• THE TASK
Reproduce every row below verbatim, leaving out the pictures.

• DATASET
+--
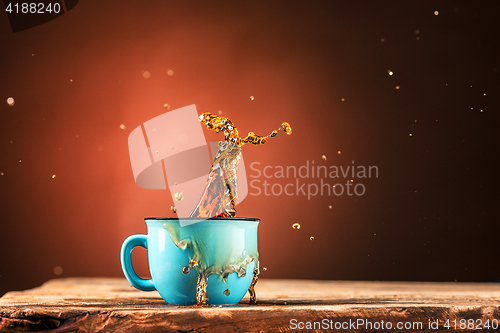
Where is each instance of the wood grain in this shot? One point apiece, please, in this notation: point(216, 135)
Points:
point(112, 305)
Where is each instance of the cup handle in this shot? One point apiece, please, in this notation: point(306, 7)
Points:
point(126, 260)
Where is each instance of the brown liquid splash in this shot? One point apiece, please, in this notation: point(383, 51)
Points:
point(219, 196)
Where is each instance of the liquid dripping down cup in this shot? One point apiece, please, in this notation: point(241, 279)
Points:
point(222, 247)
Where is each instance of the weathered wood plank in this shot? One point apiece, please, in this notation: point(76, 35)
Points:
point(111, 304)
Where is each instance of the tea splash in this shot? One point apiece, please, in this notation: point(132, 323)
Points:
point(218, 200)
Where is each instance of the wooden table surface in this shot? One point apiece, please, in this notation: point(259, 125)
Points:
point(112, 305)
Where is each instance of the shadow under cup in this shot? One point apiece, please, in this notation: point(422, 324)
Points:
point(225, 250)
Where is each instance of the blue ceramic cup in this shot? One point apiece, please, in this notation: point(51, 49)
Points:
point(225, 249)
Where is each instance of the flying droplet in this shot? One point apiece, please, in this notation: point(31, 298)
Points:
point(179, 196)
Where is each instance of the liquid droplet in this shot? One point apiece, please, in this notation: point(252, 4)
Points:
point(242, 272)
point(179, 196)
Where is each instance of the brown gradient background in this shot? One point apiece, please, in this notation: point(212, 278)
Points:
point(432, 214)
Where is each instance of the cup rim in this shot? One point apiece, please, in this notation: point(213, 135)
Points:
point(242, 219)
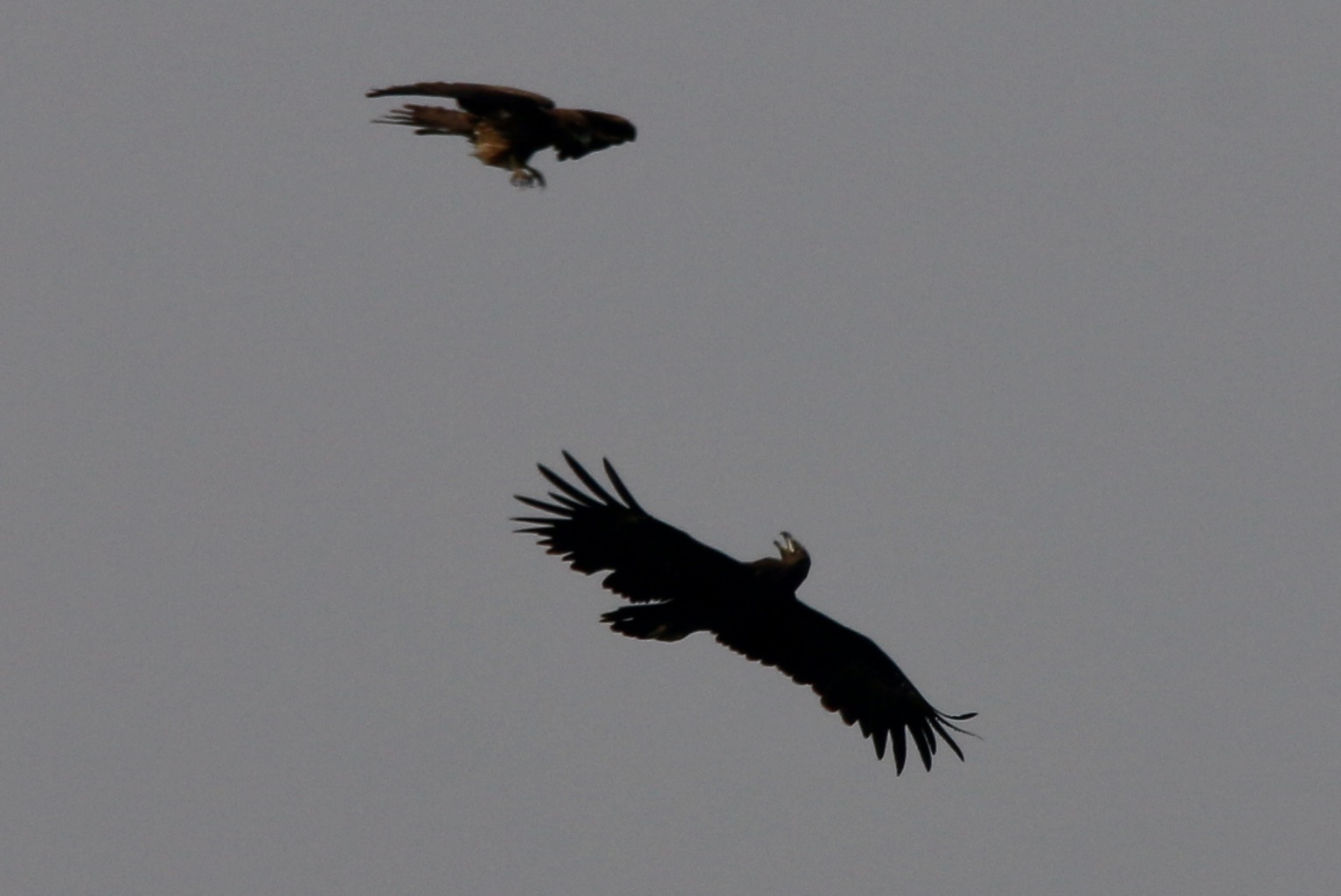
+--
• REPLY
Where is each instance of the wood grain in this shot? One point apiece, please, in this notation: point(216, 135)
Points:
point(112, 305)
Where is each instance of the cup handle in this shot? One point apiece, please, in this notation: point(306, 7)
Points:
point(126, 260)
Where is each instance of the brown liquid splash in this shot? One point apiece, please, in this notation: point(383, 51)
Points:
point(219, 196)
Where is each instance of the liquid dripping down cup in this shot? One point apiece, please, in this notation: point(241, 279)
Points:
point(222, 247)
Where is each instance of the weathered wood plank in this shot? One point apiece, please, in this notation: point(76, 35)
Points:
point(111, 304)
Where is each instance of the tea splash in this shot? One point apiece, please, in this notation: point(132, 323)
Points:
point(218, 200)
Where is each instance of the wooden table surface in this shot? One point apiece, please, in this notation: point(259, 125)
Points:
point(112, 305)
Where is each instance of the shadow under cup in this shot? One point apiece, please, in this notation: point(422, 324)
Points:
point(225, 250)
Where is each instance of the blue ceramic cup in this shot? One point apiece, please, in this notation: point(51, 49)
Points:
point(225, 249)
Where is each instance of the flying droplet in this shot? One point apiece, please, in this notation: point(31, 298)
Points:
point(179, 196)
Where is each instance of the liquid droplet in this shot? One point apiece, please, in this notation: point(252, 4)
Points:
point(242, 272)
point(179, 196)
Where is each instance of the brown gradient background in this shot? One point apiece, please, in this notation: point(212, 278)
Points:
point(432, 214)
Where is each instance of the cup rim in this shot? One point apiece, please, in this notation: point(213, 135)
Points:
point(242, 219)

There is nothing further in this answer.